Data records
-- start --

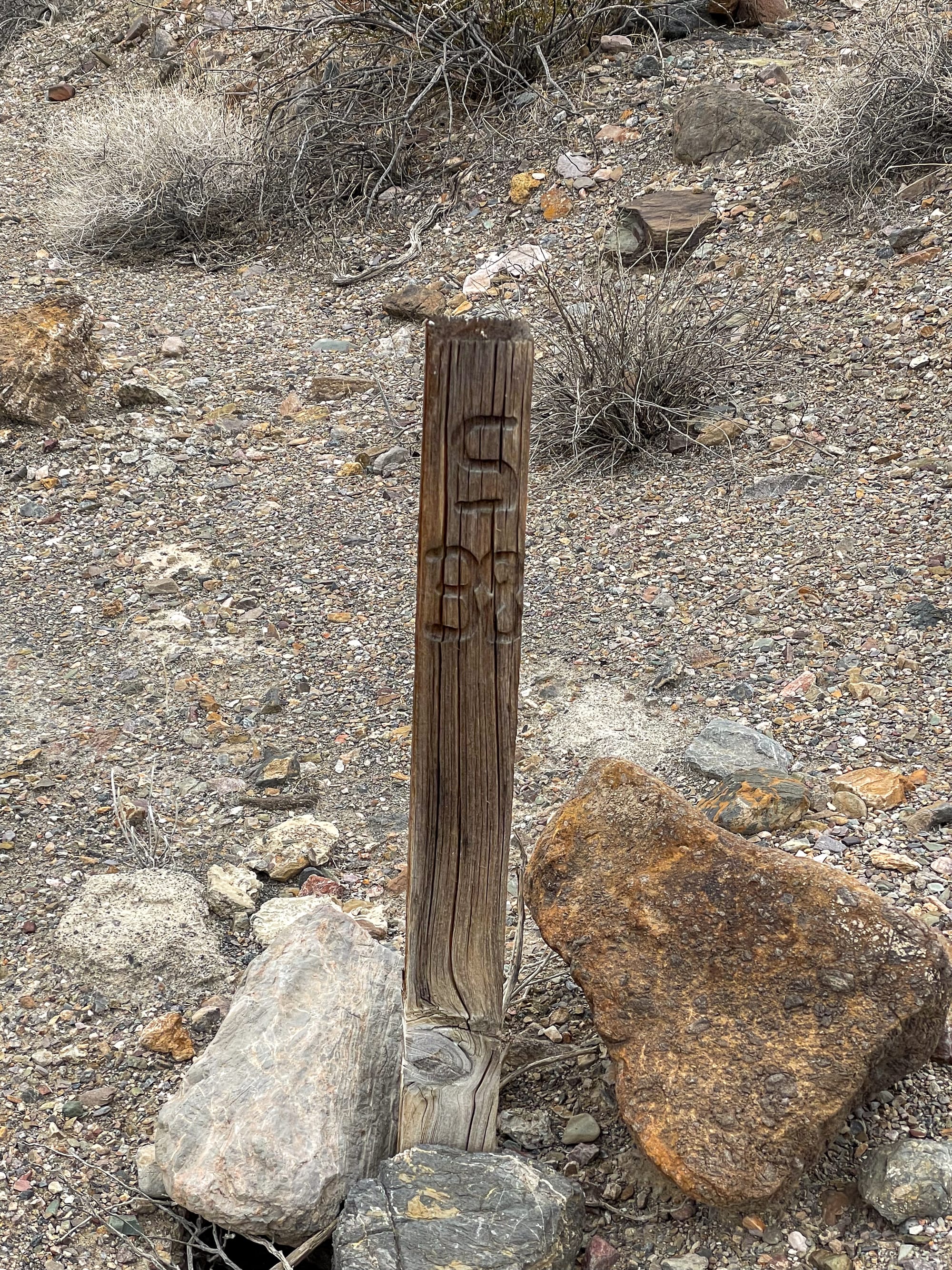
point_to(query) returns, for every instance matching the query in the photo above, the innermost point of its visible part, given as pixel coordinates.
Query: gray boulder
(726, 747)
(438, 1207)
(296, 1098)
(911, 1178)
(718, 122)
(140, 929)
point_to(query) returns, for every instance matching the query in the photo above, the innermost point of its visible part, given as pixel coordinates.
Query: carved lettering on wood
(469, 621)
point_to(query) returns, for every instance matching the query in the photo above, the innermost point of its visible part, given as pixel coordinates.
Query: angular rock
(749, 999)
(295, 1099)
(231, 890)
(530, 1130)
(139, 393)
(333, 388)
(879, 788)
(662, 227)
(48, 360)
(726, 747)
(277, 915)
(149, 925)
(723, 124)
(756, 800)
(416, 303)
(909, 1178)
(437, 1207)
(761, 13)
(168, 1035)
(150, 1179)
(581, 1128)
(298, 842)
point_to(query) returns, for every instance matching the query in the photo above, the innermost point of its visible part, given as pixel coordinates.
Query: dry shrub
(639, 357)
(20, 16)
(889, 113)
(148, 170)
(387, 78)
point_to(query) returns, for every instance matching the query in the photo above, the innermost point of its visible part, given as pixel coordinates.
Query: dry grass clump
(148, 170)
(640, 357)
(889, 115)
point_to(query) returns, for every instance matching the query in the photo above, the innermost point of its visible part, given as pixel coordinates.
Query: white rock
(150, 1179)
(140, 928)
(276, 915)
(296, 1098)
(231, 890)
(298, 842)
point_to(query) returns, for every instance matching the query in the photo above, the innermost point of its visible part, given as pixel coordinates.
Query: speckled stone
(751, 999)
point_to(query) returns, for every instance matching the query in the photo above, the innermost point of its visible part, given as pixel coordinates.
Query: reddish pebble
(323, 887)
(600, 1254)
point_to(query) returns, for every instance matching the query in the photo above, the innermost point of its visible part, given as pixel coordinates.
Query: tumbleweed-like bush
(886, 116)
(151, 170)
(642, 356)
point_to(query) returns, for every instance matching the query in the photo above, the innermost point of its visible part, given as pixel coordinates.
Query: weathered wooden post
(469, 621)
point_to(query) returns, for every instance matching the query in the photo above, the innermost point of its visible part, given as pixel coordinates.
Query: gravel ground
(243, 563)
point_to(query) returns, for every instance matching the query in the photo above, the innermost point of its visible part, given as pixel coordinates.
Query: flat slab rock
(435, 1207)
(749, 999)
(725, 747)
(719, 122)
(295, 1100)
(143, 928)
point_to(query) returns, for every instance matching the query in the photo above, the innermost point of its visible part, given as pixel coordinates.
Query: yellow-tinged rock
(168, 1035)
(879, 788)
(883, 859)
(522, 187)
(749, 999)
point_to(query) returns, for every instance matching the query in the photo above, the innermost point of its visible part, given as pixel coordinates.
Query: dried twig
(516, 964)
(307, 1249)
(553, 1061)
(348, 280)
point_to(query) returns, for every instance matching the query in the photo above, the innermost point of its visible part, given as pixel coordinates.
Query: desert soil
(292, 577)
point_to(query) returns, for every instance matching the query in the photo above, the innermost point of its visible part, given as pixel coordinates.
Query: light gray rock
(231, 890)
(150, 1179)
(277, 915)
(725, 747)
(911, 1178)
(719, 122)
(136, 929)
(530, 1130)
(295, 1100)
(581, 1128)
(690, 1261)
(437, 1207)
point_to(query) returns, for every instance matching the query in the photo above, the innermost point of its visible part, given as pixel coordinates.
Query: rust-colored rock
(168, 1035)
(46, 360)
(878, 787)
(756, 800)
(749, 999)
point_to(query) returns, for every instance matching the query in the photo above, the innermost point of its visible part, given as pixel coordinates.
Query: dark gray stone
(776, 487)
(726, 747)
(911, 1178)
(436, 1207)
(723, 124)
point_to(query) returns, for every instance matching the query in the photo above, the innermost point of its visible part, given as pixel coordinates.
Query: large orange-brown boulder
(48, 361)
(749, 999)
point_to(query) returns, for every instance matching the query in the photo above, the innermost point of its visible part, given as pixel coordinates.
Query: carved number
(465, 591)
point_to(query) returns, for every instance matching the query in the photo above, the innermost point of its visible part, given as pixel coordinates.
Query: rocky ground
(195, 586)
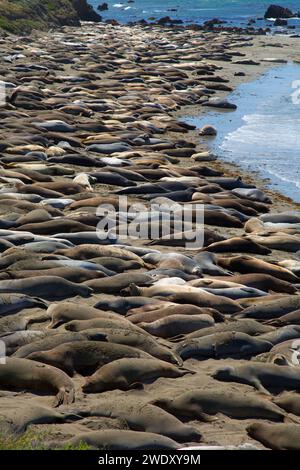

-- end --

* Objective
Please list every line of the rows above that holds the word "ground".

* Worked answer
Query: gravel ground
Query: rocky ground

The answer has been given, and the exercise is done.